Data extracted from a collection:
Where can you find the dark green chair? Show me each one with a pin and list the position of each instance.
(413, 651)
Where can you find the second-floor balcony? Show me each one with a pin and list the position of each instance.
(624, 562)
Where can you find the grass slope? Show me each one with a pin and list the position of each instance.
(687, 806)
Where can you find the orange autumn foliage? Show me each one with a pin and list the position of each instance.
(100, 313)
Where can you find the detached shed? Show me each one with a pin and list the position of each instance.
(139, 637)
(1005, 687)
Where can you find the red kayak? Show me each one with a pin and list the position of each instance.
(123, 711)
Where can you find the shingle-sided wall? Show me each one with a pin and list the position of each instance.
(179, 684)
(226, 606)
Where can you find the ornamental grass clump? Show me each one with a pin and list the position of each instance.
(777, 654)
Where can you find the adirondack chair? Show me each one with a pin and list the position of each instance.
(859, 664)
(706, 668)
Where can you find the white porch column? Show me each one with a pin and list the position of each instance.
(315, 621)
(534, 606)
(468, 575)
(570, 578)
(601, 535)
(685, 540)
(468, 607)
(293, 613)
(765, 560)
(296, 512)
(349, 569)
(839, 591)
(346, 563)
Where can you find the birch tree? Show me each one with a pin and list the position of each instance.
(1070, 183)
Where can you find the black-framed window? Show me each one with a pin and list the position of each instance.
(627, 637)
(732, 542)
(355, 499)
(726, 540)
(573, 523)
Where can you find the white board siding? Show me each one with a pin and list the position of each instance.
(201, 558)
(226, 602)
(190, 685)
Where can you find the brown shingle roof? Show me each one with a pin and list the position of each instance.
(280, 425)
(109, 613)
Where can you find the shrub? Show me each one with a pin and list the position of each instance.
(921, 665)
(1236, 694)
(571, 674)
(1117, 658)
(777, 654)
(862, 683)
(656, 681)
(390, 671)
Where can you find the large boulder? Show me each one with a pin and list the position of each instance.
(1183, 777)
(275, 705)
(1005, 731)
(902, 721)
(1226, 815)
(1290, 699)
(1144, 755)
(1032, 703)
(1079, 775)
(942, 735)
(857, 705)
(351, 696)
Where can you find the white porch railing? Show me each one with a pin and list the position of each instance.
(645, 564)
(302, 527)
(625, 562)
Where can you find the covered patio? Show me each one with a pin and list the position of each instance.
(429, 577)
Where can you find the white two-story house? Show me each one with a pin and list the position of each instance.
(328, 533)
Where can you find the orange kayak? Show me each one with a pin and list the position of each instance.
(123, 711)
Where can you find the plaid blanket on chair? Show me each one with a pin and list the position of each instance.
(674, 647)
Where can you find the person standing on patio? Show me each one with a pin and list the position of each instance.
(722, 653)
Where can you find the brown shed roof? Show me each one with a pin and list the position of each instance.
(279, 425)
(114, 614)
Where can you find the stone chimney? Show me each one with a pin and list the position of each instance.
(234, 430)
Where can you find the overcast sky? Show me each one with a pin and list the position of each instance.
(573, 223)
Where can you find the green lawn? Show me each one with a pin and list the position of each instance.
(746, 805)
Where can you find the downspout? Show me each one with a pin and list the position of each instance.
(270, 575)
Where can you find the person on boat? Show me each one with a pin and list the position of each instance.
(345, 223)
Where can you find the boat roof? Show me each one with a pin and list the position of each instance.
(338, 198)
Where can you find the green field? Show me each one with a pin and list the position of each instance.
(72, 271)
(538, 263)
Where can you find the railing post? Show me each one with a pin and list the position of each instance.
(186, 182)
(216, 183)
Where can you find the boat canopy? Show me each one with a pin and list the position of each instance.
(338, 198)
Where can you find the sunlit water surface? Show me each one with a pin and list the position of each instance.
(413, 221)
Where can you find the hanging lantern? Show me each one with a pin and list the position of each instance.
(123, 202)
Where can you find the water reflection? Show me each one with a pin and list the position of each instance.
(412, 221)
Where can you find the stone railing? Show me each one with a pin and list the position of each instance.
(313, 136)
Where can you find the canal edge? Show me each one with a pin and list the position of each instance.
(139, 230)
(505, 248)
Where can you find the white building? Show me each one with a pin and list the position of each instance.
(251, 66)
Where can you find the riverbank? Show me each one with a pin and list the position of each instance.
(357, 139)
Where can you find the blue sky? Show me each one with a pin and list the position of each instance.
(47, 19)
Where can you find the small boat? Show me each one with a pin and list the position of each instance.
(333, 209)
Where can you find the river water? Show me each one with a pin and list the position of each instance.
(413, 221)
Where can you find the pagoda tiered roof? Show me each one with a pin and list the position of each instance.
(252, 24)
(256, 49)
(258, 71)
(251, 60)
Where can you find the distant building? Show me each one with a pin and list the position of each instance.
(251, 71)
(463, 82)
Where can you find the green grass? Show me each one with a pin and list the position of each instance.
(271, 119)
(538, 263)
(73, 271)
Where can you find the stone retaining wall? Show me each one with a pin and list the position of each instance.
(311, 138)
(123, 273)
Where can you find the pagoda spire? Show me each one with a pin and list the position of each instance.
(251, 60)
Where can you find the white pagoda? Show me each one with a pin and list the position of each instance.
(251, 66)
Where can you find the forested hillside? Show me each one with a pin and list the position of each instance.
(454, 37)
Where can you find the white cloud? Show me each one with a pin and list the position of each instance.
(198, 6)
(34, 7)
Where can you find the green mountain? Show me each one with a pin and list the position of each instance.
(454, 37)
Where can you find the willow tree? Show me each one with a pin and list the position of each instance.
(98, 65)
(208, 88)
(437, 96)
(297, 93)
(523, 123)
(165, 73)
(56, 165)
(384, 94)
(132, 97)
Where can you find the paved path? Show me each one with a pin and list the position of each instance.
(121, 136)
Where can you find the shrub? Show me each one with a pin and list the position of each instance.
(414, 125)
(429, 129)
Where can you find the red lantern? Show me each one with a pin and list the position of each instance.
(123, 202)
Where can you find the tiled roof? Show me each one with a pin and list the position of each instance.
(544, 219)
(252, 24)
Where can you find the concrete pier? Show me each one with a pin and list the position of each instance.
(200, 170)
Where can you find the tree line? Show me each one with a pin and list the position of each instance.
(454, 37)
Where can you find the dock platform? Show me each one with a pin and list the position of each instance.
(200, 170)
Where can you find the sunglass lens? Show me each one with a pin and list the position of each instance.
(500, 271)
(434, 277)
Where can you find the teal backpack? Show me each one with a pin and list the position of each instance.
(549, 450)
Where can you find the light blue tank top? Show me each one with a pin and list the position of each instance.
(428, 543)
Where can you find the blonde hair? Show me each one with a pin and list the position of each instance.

- **Task brief**:
Give the records above again, word for word.

- **Output of the task**:
Where can you find the dark green chair? Show me each one with a pin and list the position of each instance.
(413, 651)
Where can you find the second-floor balcony? Show me each one with a pin and list the position of each instance.
(624, 562)
Where can you find the grass slope? Show me each one with a pin and list the position of each instance.
(687, 806)
Where can you find the orange autumn foliage? Show me each one with a pin and list the position of each instance.
(100, 313)
Where can you find the detached shed? Show me each one with a pin and list the position of each instance.
(139, 637)
(1005, 687)
Where can you find the red kayak? Show me each one with a pin and list the position of each instance.
(123, 711)
Where can you find the shingle-sided wall? Show me each one with a pin and list the position of each instance.
(179, 684)
(226, 606)
Where can you find the ornamental grass clump? Show me each one with a pin and list the position of each instance.
(777, 654)
Where can you find the adirondack chair? Show me each one with a pin and list the position of each instance.
(859, 664)
(706, 668)
Where can you find the white porch column? Show me each one with a pin and list the position of each instance.
(315, 621)
(534, 606)
(468, 575)
(570, 578)
(601, 535)
(685, 540)
(468, 607)
(293, 613)
(765, 560)
(296, 512)
(349, 569)
(839, 591)
(346, 563)
Where can you find the birch tree? Show me each one with a pin and list the position of each instance.
(1070, 183)
Where can you find the black-framed window? Show me each one with a pin and list the position of each instance.
(627, 637)
(732, 542)
(355, 499)
(726, 540)
(573, 523)
Where can you find the white board siding? Show me each one with a pin and list the position of each instance.
(201, 558)
(226, 602)
(190, 685)
Where can you find the brown shingle roof? Show me each one with a pin and list the position of each instance.
(280, 425)
(109, 613)
Where can you find the shrub? Show me each one with a pin and list the position of each instance.
(921, 665)
(1236, 694)
(571, 674)
(1117, 658)
(777, 654)
(862, 683)
(656, 681)
(390, 671)
Where can you find the large boulder? Show me each one with a pin and list the position of each instance.
(1183, 777)
(275, 705)
(1005, 731)
(902, 721)
(1226, 815)
(1290, 699)
(1144, 755)
(1032, 703)
(1079, 775)
(942, 735)
(857, 705)
(351, 696)
Where can you find the white porch railing? Show me each one with a pin and list the position of each instance.
(645, 564)
(302, 527)
(625, 562)
Where can you find the covered patio? Show me each one with a pin and list the position of each instance.
(429, 577)
Where can you find the white two-story house? Show me each one with a pin and list the position of each instance.
(328, 533)
Where can you find the orange kayak? Show me each one with a pin and list the position of each instance.
(123, 711)
Where can you find the plaid blanket on chair? Show me each one with a pin and list the position of each instance.
(674, 647)
Where can you find the person standing on patio? Show me each one with a pin and list the position of each instance.
(722, 653)
Where can you find the brown shed roof? Show me each one with a pin and list the position of each instance.
(279, 425)
(114, 614)
Where can you find the stone chimney? Show me each one with a pin and list the position of each instance.
(234, 430)
Where can you find the overcast sky? Show me each one with a pin and list the position of each instance.
(573, 223)
Where can you find the green lawn? Show me each one with a pin and list the position of each instance.
(746, 805)
Where can you find the downspout? Show me each one with a pin and list the position of each instance.
(270, 575)
Where can you find the person on boat? Show me each one with a pin and list the position of each instance.
(345, 223)
Where can you find the boat roof? Show me each one with a pin and list the position of each instance.
(338, 198)
Where can you find the green field? Show me each one with a pin and list the position of each instance.
(72, 271)
(538, 263)
Where can you find the railing post? Show me each one with a pin and list the position of each instance.
(186, 182)
(216, 183)
Where can you find the boat canopy? Show me each one with a pin and list the position of each instance.
(338, 198)
Where can you find the sunlit water surface? Show me each one with a pin and list the position of each instance.
(413, 221)
Where can you find the hanging lantern? Show me each one with a pin and list the position of each instance.
(123, 202)
Where can you find the water reflection? Show me each one with a pin and list the position of each instance.
(412, 221)
Where can you find the stone railing? Show me each one with a pin and list the position of each instance.
(313, 136)
Where can you find the canal edge? Show me each one with a pin and list the position of each instance.
(139, 230)
(505, 248)
Where can you find the white building? Show me each one with a pin and list the position of each instance.
(251, 66)
Where can you find the riverbank? Show me each one with a pin and list the position of each instance.
(357, 139)
Where can you find the blue sky? Show me each one with a pin and list the position of each instance.
(47, 19)
Where can you find the small boat? Show me each one with a pin and list the position of each instance.
(333, 209)
Where can you find the river water? Show me each one with a pin and list the position of each instance.
(413, 221)
Where can you find the pagoda tiered roof? Show me each one with a pin and list the position of each instance.
(252, 24)
(256, 49)
(258, 71)
(251, 60)
Where can you find the distant building? Show me each one with a pin and list the position of each instance.
(251, 71)
(463, 82)
Where can you find the green grass? Show me each one with a pin and list the position of each instance.
(271, 119)
(538, 263)
(73, 271)
Where can you find the stone retaining wall? Show me each one with a pin and list the position of each instance.
(311, 138)
(123, 273)
Where can you find the pagoda spire? Show me each one with a pin and list the position of each instance.
(251, 60)
Where can you find the white pagoda? Show me each one with a pin and list the position of each instance.
(251, 66)
Where can you find the forested hillside? Show me each one with a pin and list the position of each instance.
(454, 37)
Where can you find the white cloud? Show me each one with a pin and list the position of each instance.
(198, 6)
(34, 7)
Where can you find the green mountain? Show me each one with a pin and list the position of each instance.
(454, 37)
Where can you find the willow tree? Show me each one with a pin and list the position of each instance.
(98, 65)
(208, 88)
(437, 96)
(297, 93)
(523, 123)
(165, 73)
(56, 165)
(384, 94)
(132, 97)
Where can you find the paved path? Show me each one with a pin and list the position of each instance.
(121, 136)
Where can you find the shrub? Show me each one with a pin and list the position of each instance.
(414, 125)
(429, 129)
Where can you find the red lantern? Show me each one with a pin and list the position of each instance.
(123, 202)
Where can you find the tiled roof? Show me each one with a pin and list the position of each instance.
(544, 219)
(252, 24)
Where can you find the concrete pier? Show me each one with a pin and list the position of each instance.
(200, 170)
Where can you find the tree line? Show me each one with a pin and list the position of each instance.
(454, 37)
Where can you find the dock platform? Show me each one with a pin and list the position of each instance.
(200, 170)
Where can you find the sunglass lens? Show me each one with a pin and list the position of each instance.
(500, 271)
(434, 277)
Where can you find the teal backpack? Show me each one with a pin and list the position of each instance.
(549, 450)
Where can you find the light blue tank top? Show me each one with a pin and list the position of each instance.
(428, 543)
Where can you find the blonde hair? Show me each one with a pin and list the position of each instance.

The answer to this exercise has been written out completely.